— GOAL OF THE EXERCISE —
Reproduce every item below line for line, changing nothing.

___ THE INPUT

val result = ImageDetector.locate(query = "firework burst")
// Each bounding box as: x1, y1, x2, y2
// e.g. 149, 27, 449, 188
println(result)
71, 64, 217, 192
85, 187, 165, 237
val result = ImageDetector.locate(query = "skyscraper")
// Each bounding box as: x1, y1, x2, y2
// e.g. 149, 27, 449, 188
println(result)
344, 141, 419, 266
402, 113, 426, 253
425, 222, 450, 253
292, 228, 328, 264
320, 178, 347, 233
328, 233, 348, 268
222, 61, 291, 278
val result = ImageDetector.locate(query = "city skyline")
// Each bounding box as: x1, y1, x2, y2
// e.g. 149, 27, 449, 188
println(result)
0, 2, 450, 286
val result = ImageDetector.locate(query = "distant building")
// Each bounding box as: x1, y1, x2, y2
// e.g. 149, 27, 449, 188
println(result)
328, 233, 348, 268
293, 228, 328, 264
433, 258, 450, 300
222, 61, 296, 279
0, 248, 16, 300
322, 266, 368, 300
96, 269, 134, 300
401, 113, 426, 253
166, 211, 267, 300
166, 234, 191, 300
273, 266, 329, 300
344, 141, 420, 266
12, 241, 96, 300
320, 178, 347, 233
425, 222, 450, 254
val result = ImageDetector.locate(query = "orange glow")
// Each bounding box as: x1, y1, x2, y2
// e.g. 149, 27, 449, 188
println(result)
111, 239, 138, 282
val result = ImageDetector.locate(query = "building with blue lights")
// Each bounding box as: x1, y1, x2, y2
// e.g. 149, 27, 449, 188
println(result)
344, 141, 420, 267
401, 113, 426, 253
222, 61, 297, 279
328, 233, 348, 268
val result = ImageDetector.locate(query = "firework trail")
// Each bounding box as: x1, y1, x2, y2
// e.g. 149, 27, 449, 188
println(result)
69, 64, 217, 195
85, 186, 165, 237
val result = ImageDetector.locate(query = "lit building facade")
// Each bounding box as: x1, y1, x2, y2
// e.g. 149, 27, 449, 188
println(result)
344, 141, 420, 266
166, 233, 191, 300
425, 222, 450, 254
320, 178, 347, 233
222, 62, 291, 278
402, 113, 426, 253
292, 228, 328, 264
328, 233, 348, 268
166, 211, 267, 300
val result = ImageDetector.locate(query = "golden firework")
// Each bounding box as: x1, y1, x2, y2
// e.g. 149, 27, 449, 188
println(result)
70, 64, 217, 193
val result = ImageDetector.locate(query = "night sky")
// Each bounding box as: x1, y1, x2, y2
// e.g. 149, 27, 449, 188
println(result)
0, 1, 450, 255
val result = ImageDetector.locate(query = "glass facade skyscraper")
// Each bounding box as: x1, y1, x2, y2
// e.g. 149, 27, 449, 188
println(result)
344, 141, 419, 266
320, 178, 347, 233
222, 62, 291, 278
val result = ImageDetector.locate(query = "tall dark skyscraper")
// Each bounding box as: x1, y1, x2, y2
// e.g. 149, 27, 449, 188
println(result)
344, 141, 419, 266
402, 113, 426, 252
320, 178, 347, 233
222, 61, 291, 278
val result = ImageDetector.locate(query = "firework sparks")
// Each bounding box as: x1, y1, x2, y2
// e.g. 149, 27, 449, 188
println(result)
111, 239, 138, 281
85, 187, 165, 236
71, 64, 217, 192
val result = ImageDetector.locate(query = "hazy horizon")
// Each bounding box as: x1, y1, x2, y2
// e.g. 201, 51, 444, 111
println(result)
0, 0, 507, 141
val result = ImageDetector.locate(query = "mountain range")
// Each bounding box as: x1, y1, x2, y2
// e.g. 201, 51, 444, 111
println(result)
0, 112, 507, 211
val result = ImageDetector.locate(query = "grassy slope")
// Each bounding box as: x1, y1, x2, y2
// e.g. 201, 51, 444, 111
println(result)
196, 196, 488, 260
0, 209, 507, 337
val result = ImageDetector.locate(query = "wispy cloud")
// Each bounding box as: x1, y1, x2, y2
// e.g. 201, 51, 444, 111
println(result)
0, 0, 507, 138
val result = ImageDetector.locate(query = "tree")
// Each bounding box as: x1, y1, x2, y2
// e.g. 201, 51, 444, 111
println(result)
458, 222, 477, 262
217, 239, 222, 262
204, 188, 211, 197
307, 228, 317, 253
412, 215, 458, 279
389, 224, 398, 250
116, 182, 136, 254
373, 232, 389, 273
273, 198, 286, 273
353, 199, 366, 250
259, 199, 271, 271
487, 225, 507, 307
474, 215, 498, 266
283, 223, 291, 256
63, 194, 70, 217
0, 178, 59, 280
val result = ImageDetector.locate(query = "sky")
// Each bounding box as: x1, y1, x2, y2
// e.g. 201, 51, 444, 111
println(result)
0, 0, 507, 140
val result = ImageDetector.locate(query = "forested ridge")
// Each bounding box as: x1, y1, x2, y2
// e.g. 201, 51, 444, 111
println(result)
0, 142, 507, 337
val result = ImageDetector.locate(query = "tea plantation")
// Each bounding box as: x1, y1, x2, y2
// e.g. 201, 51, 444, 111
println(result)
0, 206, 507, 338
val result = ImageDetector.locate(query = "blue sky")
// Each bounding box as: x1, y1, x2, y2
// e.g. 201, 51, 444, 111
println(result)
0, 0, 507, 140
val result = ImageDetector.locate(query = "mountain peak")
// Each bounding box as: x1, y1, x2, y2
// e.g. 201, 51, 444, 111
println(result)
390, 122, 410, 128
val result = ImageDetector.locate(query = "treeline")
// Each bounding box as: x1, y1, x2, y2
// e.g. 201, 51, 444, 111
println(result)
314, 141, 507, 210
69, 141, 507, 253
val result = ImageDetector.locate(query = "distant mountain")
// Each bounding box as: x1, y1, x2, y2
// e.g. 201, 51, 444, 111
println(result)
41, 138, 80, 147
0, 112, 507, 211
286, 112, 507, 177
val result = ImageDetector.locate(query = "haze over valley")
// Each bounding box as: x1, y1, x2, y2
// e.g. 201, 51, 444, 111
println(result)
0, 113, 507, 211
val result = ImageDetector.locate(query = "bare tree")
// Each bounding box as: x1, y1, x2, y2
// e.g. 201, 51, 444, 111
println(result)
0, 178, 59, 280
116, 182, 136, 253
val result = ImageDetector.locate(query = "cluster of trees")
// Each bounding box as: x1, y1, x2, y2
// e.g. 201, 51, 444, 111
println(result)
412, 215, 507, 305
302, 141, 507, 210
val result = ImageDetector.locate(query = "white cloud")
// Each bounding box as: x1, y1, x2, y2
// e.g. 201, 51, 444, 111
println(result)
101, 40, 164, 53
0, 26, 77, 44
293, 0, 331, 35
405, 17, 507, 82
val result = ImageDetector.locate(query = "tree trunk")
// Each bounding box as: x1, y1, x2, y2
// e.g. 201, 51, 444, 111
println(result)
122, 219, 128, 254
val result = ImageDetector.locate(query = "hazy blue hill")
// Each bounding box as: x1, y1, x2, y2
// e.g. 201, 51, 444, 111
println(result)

______

— THE REPLY —
val result = ImageDetector.locate(query = "firework burst")
// Each bounding box as: x1, y1, x2, y2
// e.g. 149, 27, 449, 188
println(result)
71, 64, 217, 192
85, 187, 165, 237
val result = ImageDetector.locate(query = "skyscraper")
// Each bounding box as: x1, y1, x2, y2
// e.g. 149, 27, 449, 188
println(result)
344, 141, 419, 266
402, 113, 426, 253
425, 222, 450, 253
292, 228, 328, 264
320, 178, 347, 233
328, 233, 348, 268
222, 61, 291, 278
val result = ImageDetector.locate(query = "city skyline")
// Each bounding box as: x1, y1, x2, y2
// e.g. 149, 27, 449, 188
println(result)
0, 2, 450, 286
val result = ImageDetector.locate(query = "distant building")
// Each bounding box as: x1, y1, x2, y2
// e.g. 149, 27, 449, 188
println(result)
328, 233, 348, 268
293, 228, 328, 264
433, 258, 450, 300
222, 61, 296, 279
0, 248, 16, 300
322, 266, 368, 300
96, 269, 134, 300
401, 113, 426, 253
166, 211, 267, 300
166, 234, 191, 300
273, 266, 329, 300
344, 141, 420, 266
12, 241, 96, 300
320, 178, 347, 233
425, 222, 450, 254
val result = ImageDetector.locate(query = "orange glow")
// Each bounding box as: x1, y1, x2, y2
// e.g. 149, 27, 449, 188
println(result)
111, 239, 138, 282
val result = ImageDetector.locate(query = "building with blue lights")
// Each bounding box as: x1, y1, x2, y2
// e.g. 149, 27, 449, 188
println(result)
344, 141, 420, 267
401, 113, 426, 253
222, 61, 297, 279
328, 233, 348, 268
val result = ImageDetector.locate(query = "firework trail")
// Each bounding box as: x1, y1, x2, y2
// e.g. 149, 27, 449, 188
println(result)
69, 64, 217, 195
85, 186, 165, 237
val result = ImageDetector.locate(query = "lit building facade")
// Each bounding box as: x1, y1, x2, y2
// e.g. 149, 27, 449, 188
println(result)
344, 141, 420, 266
166, 233, 191, 300
425, 222, 450, 254
320, 178, 347, 233
222, 62, 291, 278
402, 113, 426, 253
292, 228, 328, 264
328, 233, 348, 268
166, 211, 267, 300
val result = ImageDetector.locate(query = "golden firework")
// Each bounding box as: x1, y1, x2, y2
// e.g. 149, 27, 449, 188
println(result)
70, 64, 217, 193
val result = ImageDetector.locate(query = "night sky")
// Each bounding box as: x1, y1, x2, y2
// e.g. 149, 27, 449, 188
println(result)
0, 1, 450, 255
val result = ImageDetector.locate(query = "glass facade skyscraper")
// Each bounding box as: x1, y1, x2, y2
// e.g. 149, 27, 449, 188
println(result)
344, 141, 419, 266
320, 178, 347, 233
222, 62, 291, 278
val result = ImageDetector.locate(query = "tall dark skyscraper")
// Each bounding box as: x1, y1, x2, y2
// e.g. 149, 27, 449, 188
println(result)
344, 141, 419, 266
402, 113, 426, 252
320, 178, 347, 233
222, 61, 291, 278
val result = ImageDetector.locate(query = "firework sparks")
// Each bounding box as: x1, y1, x2, y2
// e.g. 149, 27, 449, 188
println(result)
111, 239, 138, 281
85, 187, 165, 236
71, 64, 217, 192
val result = ImageDetector.locate(query = "hazy horizon")
// Each bounding box as: x1, y1, x2, y2
// e.g. 201, 51, 444, 111
println(result)
0, 0, 507, 141
val result = ImageDetector.locate(query = "mountain range")
// Each bounding box as: x1, y1, x2, y2
// e.g. 201, 51, 444, 111
println(result)
0, 112, 507, 211
val result = ImageDetector.locate(query = "grassy slope")
// Each bounding box as: x1, y1, x2, y2
// e.g. 201, 51, 444, 111
println(result)
196, 196, 488, 260
0, 209, 507, 337
val result = ImageDetector.locate(query = "wispy cloud")
// Each bounding box as: x1, y1, x2, y2
// e.g. 201, 51, 444, 111
println(result)
0, 0, 507, 138
val result = ImageDetector.locate(query = "tree")
// Each bounding box as: x1, y1, x2, y2
// e.g. 201, 51, 444, 111
println(result)
458, 222, 477, 262
217, 239, 222, 262
204, 188, 211, 197
307, 228, 317, 253
412, 215, 458, 279
389, 224, 398, 250
116, 182, 136, 254
373, 232, 389, 273
273, 198, 286, 273
353, 199, 366, 250
259, 199, 271, 271
487, 225, 507, 307
474, 215, 498, 266
283, 223, 291, 256
63, 194, 70, 217
0, 178, 59, 280
val result = ImageDetector.locate(query = "sky")
// Each bounding box as: x1, y1, x2, y2
// e.g. 201, 51, 444, 111
println(result)
0, 0, 507, 140
val result = ImageDetector.locate(query = "forested ridge")
// Each bounding box as: x1, y1, x2, y2
// e.g. 201, 51, 444, 111
println(result)
0, 142, 507, 337
val result = ImageDetector.locate(query = "tea plantation")
// Each bounding box as: x1, y1, x2, y2
// e.g. 201, 51, 444, 111
println(result)
0, 206, 507, 338
val result = ImageDetector.locate(query = "blue sky")
// Each bounding box as: x1, y1, x2, y2
// e.g. 201, 51, 444, 111
println(result)
0, 0, 507, 140
val result = ImageDetector.locate(query = "mountain peak")
// Each bounding box as: x1, y1, x2, y2
// e.g. 201, 51, 444, 111
println(result)
390, 122, 410, 128
val result = ImageDetector.locate(query = "treeline")
// Each bounding box as: x1, y1, x2, y2
// e.g. 201, 51, 444, 111
println(result)
314, 141, 507, 210
69, 141, 507, 253
val result = ImageDetector.locate(query = "distant mountain")
// Each bounding box as: x1, y1, x2, y2
// e.g. 201, 51, 444, 111
println(result)
41, 138, 80, 147
0, 112, 507, 211
286, 112, 507, 177
val result = ImageDetector.locate(query = "haze over valley")
// Each bounding box as: x1, y1, x2, y2
// e.g. 201, 51, 444, 111
println(result)
0, 113, 507, 211
val result = ImageDetector.locate(query = "bare tree")
// Each bounding box as: x1, y1, x2, y2
// e.g. 201, 51, 444, 111
println(result)
0, 178, 59, 280
116, 182, 136, 253
val result = ImageDetector.locate(query = "cluster of trees")
// Each bounding box as: x1, y1, x2, y2
// e.g. 201, 51, 444, 111
println(result)
412, 215, 507, 305
302, 141, 507, 210
val result = ImageDetector.locate(query = "white cloud")
// Each bounding box as: x1, y1, x2, y2
// e.g. 201, 51, 444, 111
println(result)
101, 40, 164, 53
0, 26, 77, 44
293, 0, 331, 35
405, 17, 507, 82
val result = ImageDetector.locate(query = "tree trunk")
// Each bounding box as: x1, y1, x2, y2
// e.g. 201, 51, 444, 111
println(result)
122, 219, 128, 254
val result = ImageDetector.locate(query = "hazy blue hill")
// Each bounding box as: x1, y1, x2, y2
// e.g. 201, 51, 444, 111
println(result)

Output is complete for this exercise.